Stored rows:
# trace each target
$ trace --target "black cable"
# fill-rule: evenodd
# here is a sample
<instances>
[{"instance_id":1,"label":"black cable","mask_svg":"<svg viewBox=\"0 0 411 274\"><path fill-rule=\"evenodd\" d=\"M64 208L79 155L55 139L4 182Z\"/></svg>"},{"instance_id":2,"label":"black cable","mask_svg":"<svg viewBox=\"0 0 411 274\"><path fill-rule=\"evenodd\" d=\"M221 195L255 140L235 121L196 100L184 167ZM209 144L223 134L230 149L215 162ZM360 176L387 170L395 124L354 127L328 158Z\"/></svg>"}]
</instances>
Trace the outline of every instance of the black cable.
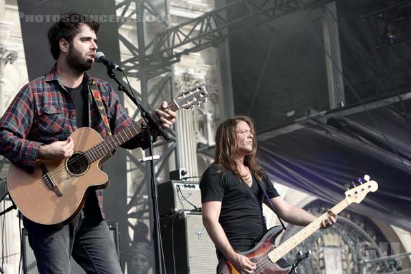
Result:
<instances>
[{"instance_id":1,"label":"black cable","mask_svg":"<svg viewBox=\"0 0 411 274\"><path fill-rule=\"evenodd\" d=\"M21 262L23 261L23 234L21 234L21 214L20 211L18 213L18 232L20 233L20 260L18 261L18 274L21 271Z\"/></svg>"},{"instance_id":2,"label":"black cable","mask_svg":"<svg viewBox=\"0 0 411 274\"><path fill-rule=\"evenodd\" d=\"M398 83L397 83L397 81L395 80L395 77L394 77L394 74L393 73L393 67L391 66L391 62L390 61L388 45L385 47L385 51L386 51L386 55L387 56L387 59L388 60L388 71L390 71L390 76L393 79L393 82L394 82L394 85L395 86L395 92L397 92L397 95L398 96L398 99L399 99L399 103L401 104L403 111L404 112L404 115L403 115L404 120L406 121L406 123L407 124L407 127L408 127L408 129L411 129L411 125L410 125L410 120L408 119L408 114L406 110L406 106L404 105L404 102L403 102L402 98L401 97L401 95L399 94L399 90L398 88ZM408 135L408 134L407 134L407 136L408 137L408 140L411 141L411 136L410 136L410 135Z\"/></svg>"},{"instance_id":3,"label":"black cable","mask_svg":"<svg viewBox=\"0 0 411 274\"><path fill-rule=\"evenodd\" d=\"M3 181L3 179L1 179L1 181ZM1 198L1 201L3 201L3 199L5 197L5 195L7 195L5 194L4 196L3 197L3 198ZM3 211L5 210L5 200L3 201ZM4 233L5 232L5 215L3 216L3 224L2 224L2 227L1 227L1 268L0 269L0 272L1 273L4 273L3 269L4 269Z\"/></svg>"}]
</instances>

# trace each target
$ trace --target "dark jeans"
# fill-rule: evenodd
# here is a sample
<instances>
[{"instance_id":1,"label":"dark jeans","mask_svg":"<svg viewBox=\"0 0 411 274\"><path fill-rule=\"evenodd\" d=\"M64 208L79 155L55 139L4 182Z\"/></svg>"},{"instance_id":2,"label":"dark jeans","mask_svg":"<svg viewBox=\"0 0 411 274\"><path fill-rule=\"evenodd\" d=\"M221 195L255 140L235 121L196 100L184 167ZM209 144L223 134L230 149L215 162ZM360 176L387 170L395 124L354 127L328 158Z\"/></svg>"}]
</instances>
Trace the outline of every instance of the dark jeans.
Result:
<instances>
[{"instance_id":1,"label":"dark jeans","mask_svg":"<svg viewBox=\"0 0 411 274\"><path fill-rule=\"evenodd\" d=\"M122 273L112 233L105 220L82 212L62 227L23 218L30 247L41 274L69 274L73 258L87 273Z\"/></svg>"}]
</instances>

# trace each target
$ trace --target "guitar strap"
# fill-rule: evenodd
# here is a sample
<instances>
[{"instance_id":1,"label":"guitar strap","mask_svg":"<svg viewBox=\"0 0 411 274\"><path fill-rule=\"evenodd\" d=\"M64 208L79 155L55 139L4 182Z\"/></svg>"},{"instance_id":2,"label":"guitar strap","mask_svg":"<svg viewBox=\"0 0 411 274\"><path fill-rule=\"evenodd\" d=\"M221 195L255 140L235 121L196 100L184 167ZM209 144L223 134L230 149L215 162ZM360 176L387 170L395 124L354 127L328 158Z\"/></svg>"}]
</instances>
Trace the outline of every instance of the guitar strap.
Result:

Prompt: Copy the material exactly. Do not include the pictures.

Answer:
# trace each target
$ trace --target "black cable"
# fill-rule: evenodd
# here is a sample
<instances>
[{"instance_id":1,"label":"black cable","mask_svg":"<svg viewBox=\"0 0 411 274\"><path fill-rule=\"evenodd\" d=\"M64 208L79 155L55 139L4 182Z\"/></svg>"},{"instance_id":2,"label":"black cable","mask_svg":"<svg viewBox=\"0 0 411 274\"><path fill-rule=\"evenodd\" d=\"M221 195L255 140L235 121L196 100L184 167ZM209 144L223 134L230 149L215 162ZM360 176L387 170L395 124L354 127L328 158Z\"/></svg>"}]
</instances>
Trace the outline of every instance of the black cable.
Result:
<instances>
[{"instance_id":1,"label":"black cable","mask_svg":"<svg viewBox=\"0 0 411 274\"><path fill-rule=\"evenodd\" d=\"M21 262L23 261L23 234L21 234L21 214L20 211L18 213L18 232L20 233L20 260L18 261L18 274L21 271Z\"/></svg>"},{"instance_id":2,"label":"black cable","mask_svg":"<svg viewBox=\"0 0 411 274\"><path fill-rule=\"evenodd\" d=\"M398 83L397 83L397 81L395 80L395 77L394 77L394 74L393 73L393 67L391 66L391 62L390 61L388 45L385 47L385 51L386 51L386 55L387 56L387 59L388 60L388 71L390 71L390 76L393 79L393 82L394 82L394 85L395 86L395 92L397 92L397 95L398 96L398 99L399 99L399 103L401 104L403 111L404 112L404 115L403 115L404 120L406 121L406 123L407 124L407 127L408 127L408 129L411 129L411 125L410 125L410 120L408 119L408 114L406 110L406 106L404 105L404 102L403 102L402 98L401 97L401 95L399 94L399 90L398 88ZM408 135L408 134L407 134L407 136L408 137L408 140L411 141L411 136L410 136L410 135Z\"/></svg>"},{"instance_id":3,"label":"black cable","mask_svg":"<svg viewBox=\"0 0 411 274\"><path fill-rule=\"evenodd\" d=\"M3 181L3 179L1 179L1 181ZM1 198L1 201L3 201L3 199L5 197L5 195L7 195L5 194L4 196L3 197L3 198ZM3 211L5 210L5 200L3 201ZM4 233L5 232L5 215L3 216L3 224L2 224L2 227L1 227L1 268L0 269L0 272L1 273L4 273L3 269L4 269Z\"/></svg>"}]
</instances>

# trace each target
$ trace --target "dark jeans"
# fill-rule: evenodd
# here is a sample
<instances>
[{"instance_id":1,"label":"dark jeans","mask_svg":"<svg viewBox=\"0 0 411 274\"><path fill-rule=\"evenodd\" d=\"M64 208L79 155L55 139L4 182Z\"/></svg>"},{"instance_id":2,"label":"dark jeans","mask_svg":"<svg viewBox=\"0 0 411 274\"><path fill-rule=\"evenodd\" d=\"M221 195L255 140L235 121L196 100L184 167ZM209 144L223 134L230 149L215 162ZM360 176L387 170L395 124L354 127L328 158Z\"/></svg>"}]
</instances>
Trace the outline of every instance of the dark jeans.
Result:
<instances>
[{"instance_id":1,"label":"dark jeans","mask_svg":"<svg viewBox=\"0 0 411 274\"><path fill-rule=\"evenodd\" d=\"M122 273L112 233L105 220L82 212L62 227L23 218L30 247L41 274L69 274L73 258L87 273Z\"/></svg>"}]
</instances>

# trace each target
$ trace --target "guitar strap"
# fill-rule: evenodd
# here is a sample
<instances>
[{"instance_id":1,"label":"guitar strap","mask_svg":"<svg viewBox=\"0 0 411 274\"><path fill-rule=\"evenodd\" d=\"M64 208L79 155L55 139L4 182Z\"/></svg>"},{"instance_id":2,"label":"guitar strap","mask_svg":"<svg viewBox=\"0 0 411 274\"><path fill-rule=\"evenodd\" d=\"M221 195L255 140L235 121L196 100L184 167ZM209 144L223 134L230 149L215 162ZM360 176L387 170L395 124L354 127L328 158Z\"/></svg>"}]
</instances>
Trace the outline of every instance of the guitar strap.
Result:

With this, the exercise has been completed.